— start of Extracted records —

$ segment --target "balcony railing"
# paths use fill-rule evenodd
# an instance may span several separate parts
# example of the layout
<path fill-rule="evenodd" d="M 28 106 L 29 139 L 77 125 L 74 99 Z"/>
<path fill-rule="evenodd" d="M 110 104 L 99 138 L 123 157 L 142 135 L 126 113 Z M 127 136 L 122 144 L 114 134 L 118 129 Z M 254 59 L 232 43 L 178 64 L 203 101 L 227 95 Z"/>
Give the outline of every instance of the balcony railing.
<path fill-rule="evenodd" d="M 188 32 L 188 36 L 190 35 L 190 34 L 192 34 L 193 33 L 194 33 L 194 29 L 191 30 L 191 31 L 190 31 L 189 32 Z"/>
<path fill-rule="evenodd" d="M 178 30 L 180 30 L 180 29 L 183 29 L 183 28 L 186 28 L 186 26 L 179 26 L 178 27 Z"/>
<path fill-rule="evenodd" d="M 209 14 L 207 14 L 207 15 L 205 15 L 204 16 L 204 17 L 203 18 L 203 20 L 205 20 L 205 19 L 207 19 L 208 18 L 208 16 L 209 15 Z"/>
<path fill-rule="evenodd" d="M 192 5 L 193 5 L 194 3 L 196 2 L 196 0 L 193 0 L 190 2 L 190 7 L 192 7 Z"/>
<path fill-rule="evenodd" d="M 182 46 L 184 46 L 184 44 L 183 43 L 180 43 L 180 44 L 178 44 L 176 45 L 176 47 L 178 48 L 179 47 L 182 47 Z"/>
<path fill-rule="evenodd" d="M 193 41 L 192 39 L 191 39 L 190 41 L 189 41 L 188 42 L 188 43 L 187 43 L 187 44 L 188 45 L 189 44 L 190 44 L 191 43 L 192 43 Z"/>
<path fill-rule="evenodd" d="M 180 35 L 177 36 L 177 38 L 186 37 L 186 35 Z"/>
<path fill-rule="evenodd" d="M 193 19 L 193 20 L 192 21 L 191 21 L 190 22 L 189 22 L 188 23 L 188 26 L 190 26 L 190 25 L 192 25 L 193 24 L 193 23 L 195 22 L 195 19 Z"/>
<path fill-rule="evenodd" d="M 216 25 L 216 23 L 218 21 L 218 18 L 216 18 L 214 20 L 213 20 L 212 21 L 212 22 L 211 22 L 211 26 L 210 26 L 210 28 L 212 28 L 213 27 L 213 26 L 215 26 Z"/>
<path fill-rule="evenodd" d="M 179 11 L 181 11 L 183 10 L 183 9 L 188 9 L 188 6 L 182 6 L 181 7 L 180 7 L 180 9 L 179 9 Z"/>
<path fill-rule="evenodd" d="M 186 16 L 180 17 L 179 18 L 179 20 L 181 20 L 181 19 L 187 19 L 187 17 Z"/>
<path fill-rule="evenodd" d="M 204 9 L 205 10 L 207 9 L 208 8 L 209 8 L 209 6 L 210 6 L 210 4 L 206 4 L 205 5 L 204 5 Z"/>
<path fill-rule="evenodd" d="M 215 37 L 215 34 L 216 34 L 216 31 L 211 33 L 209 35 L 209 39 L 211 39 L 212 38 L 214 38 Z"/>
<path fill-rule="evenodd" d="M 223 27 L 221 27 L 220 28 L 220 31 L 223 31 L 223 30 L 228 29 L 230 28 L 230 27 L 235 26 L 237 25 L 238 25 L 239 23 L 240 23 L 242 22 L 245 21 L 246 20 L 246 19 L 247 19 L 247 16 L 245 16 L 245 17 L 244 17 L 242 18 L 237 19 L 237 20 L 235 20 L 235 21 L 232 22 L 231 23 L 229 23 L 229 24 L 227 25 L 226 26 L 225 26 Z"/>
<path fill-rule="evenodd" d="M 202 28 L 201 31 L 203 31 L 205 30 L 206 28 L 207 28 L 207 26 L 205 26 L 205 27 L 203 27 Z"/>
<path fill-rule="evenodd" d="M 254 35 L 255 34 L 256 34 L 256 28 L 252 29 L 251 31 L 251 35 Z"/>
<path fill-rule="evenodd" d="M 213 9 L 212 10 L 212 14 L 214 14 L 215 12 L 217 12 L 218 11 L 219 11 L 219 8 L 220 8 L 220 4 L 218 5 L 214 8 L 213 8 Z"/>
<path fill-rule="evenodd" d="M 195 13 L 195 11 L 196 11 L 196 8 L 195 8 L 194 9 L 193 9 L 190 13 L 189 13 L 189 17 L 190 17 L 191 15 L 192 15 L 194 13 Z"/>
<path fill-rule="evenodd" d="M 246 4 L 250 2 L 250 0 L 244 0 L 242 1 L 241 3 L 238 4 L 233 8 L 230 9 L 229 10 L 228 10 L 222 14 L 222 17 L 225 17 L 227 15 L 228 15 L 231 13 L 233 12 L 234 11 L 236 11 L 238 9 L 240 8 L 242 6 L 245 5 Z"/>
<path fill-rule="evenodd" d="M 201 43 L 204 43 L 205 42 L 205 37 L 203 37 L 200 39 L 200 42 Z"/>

— end of Extracted records —

_Your objective_
Copy the rows from the start through the line containing "178 30 L 180", swapping "railing" for "balustrade" and leaving everything else unchanged.

_Result of the task_
$ segment --target "balcony balustrade"
# paths use fill-rule evenodd
# an instance may span several separate parts
# example of the layout
<path fill-rule="evenodd" d="M 28 106 L 29 139 L 77 125 L 74 99 Z"/>
<path fill-rule="evenodd" d="M 110 104 L 99 138 L 123 157 L 142 135 L 126 113 Z M 127 136 L 122 144 L 114 134 L 118 129 Z M 254 59 L 232 43 L 178 64 L 203 101 L 227 95 Z"/>
Give the outline of every instance of the balcony balustrade.
<path fill-rule="evenodd" d="M 188 32 L 188 36 L 190 35 L 190 34 L 192 34 L 193 33 L 194 33 L 194 29 L 191 30 L 191 31 L 190 31 L 189 32 Z"/>
<path fill-rule="evenodd" d="M 178 30 L 180 30 L 180 29 L 183 29 L 183 28 L 186 28 L 186 26 L 179 26 L 178 27 Z"/>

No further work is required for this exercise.